— DIRECTIONS —
1. Do statements (a), (b) and (c) agree with the weight-loss support posts? Answer yes or no for each, and quote the words of the posts that decide it. (a) The neck exercises offered are a kind of yoga. (b) The first exercise has you pretend to smooch the ceiling ten times. (c) The writer who eats gummy vitamins is five years out.
2. Can you carry on the weight-loss support posts, picking up right after their final sentence?

*** TEXT ***

I'd better close and get a move on. My morning's half over already. Love you all!
Vic,
I think we all have those moments when, for various reasons, we fall to the way side. The trick is to wallow a bit but then you have to stop. Once you recognize what you are doing, you must stop it or you will be even more miserable. What I've learned about weight gain and weight loss is that the emotional rollercoaster that comes with either puts you into an endless cycle...you gain weight...you feel bad...your self esteem plummets...you need to feel good...you eat the chocolate...you gain the weight. Now, you, like me, and like all of us, have to stop the cycle. And, I think you are doing that. I look at my picture that I took yesterday and compare it to the one I took last year and I am just heart sick....my old fat neck is just hanging there...no Yoga to tone that neck up but it is coming and I am doing it....You will too. And, I don't think Butch would be disappointed in you; in fact, I think he would be proud of what all you have had to accomplish and do and all the while your heart was broken into a billion pieces. Be strong...leave the coke and the chocolate for those who aren't quite as fabulous as you. YOu got this.
Jeannie-
Its not yoga for your neck or face but it's a great series of isometric exercises for your neck and chin.
tilt your chin up and pretend to smooch the ceiling 10 times. Lower chin to relax a moment. Lift chin again and try to touch your nose with your lower lip ten times. Lower chin to relax. Chin up again for the last time, do side swipes for twenty. Lower chin.
after about a week of doing this daily you should begin to see a difference. I started doing these after I lost all of my weight. It really tightens the loss skin.
i do this exercise with my water fitness classes.
Cindi B.
Vic...HUGSSSSSSSSSSSSSSSSSS
You have been through so much this last year and no wonder you lost track of you!!!!! Now its time to get back to taking care of YOU!!!!!! And NOW!!!!!!!!!! Listen to me...I stopped taking my vitamins and started taking the Equate Gummy MulitVitamins and I sit here on my PC and grab 2 at a time and eat them...couple times a day maybe a few times a day!!! With us having Malabsorbtion I figure eating several a day won't hurt and having my blood work before surgery showed I am good to go!!! I am NINE YEARS out...You are NOT....Get your butt back in line girlfriend!!! Get those VITAMINS IN YOU!!!!!!!! And NOT the DRINKABLE ONES!!!!!!! We want you around and so do those beautiful grandkids!!!!

*** DATASET SECTION ***

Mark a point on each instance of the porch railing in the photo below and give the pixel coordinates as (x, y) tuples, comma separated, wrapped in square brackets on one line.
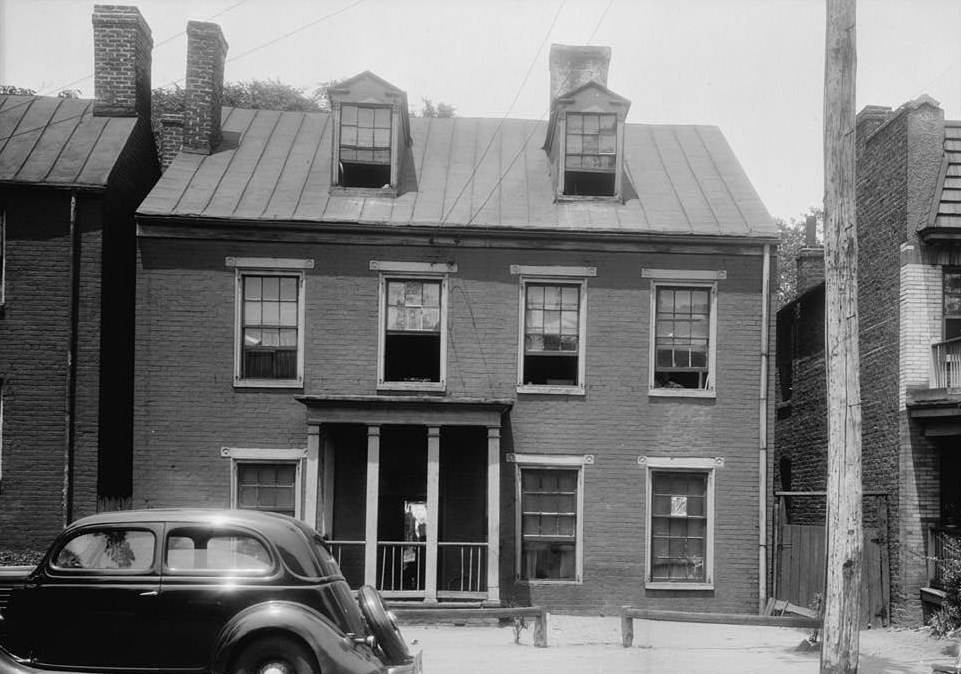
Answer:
[(944, 547), (401, 565), (463, 567), (946, 364)]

***

— RESPONSES TO THE EXERCISE —
1.
(a) No: "Its not yoga for your neck or face but it's a great series of isometric exercises for your neck and chin."
(b) Yes: "tilt your chin up and pretend to smooch the ceiling 10 times."
(c) No: "I am NINE YEARS out"

2.
Love you!!!!!!!!
HUGSSSSSSSSSSSSSSSSSSSS
Hi Trish and my OFF family:
I'm beat today ... but I did drag myself to the Y and the arthritis water exercise class. And although I'm glad I went, I still feel tired. I was going to go to Walmart, too, but just didn't feel like it ... bad move, because I'm out of detergent. Oh, well, I won't do laundry today, I guess, because I'm not going out again today. I'm going out tomorrow to get my hair done. I'll get it then. Today, I'm just vegging and watching baseball.
I had the fourth late night out of five at work. Part-time sports writer was sending us stories ... he never called to tell us when he sent them. I tried calling him and couldn't get through to him til 11 p.m. (which was deadline) ... and then we didn't have his stories. For some reason the stories didn't come through my email at work, but they came through the email to my coworker (I think he misspelled my name). We didn't get done until 11:40, which was 40 minutes after deadline. And I got home after midnight. It was very frustrating dealing with someone who didn't do what he was supposed to do (and his stories were shorter than he was supposed to write, so I had to adjust on the jump page).
So today, I'm not thinking about doing anything other than relaxing, watching baseball, reading, maybe unpacking a box or two.
Vickie, I understand what you are going through. You have been through a lot. Time to concentrate on taking care of you.
Well, I'm going to get off the computer and think about lunch.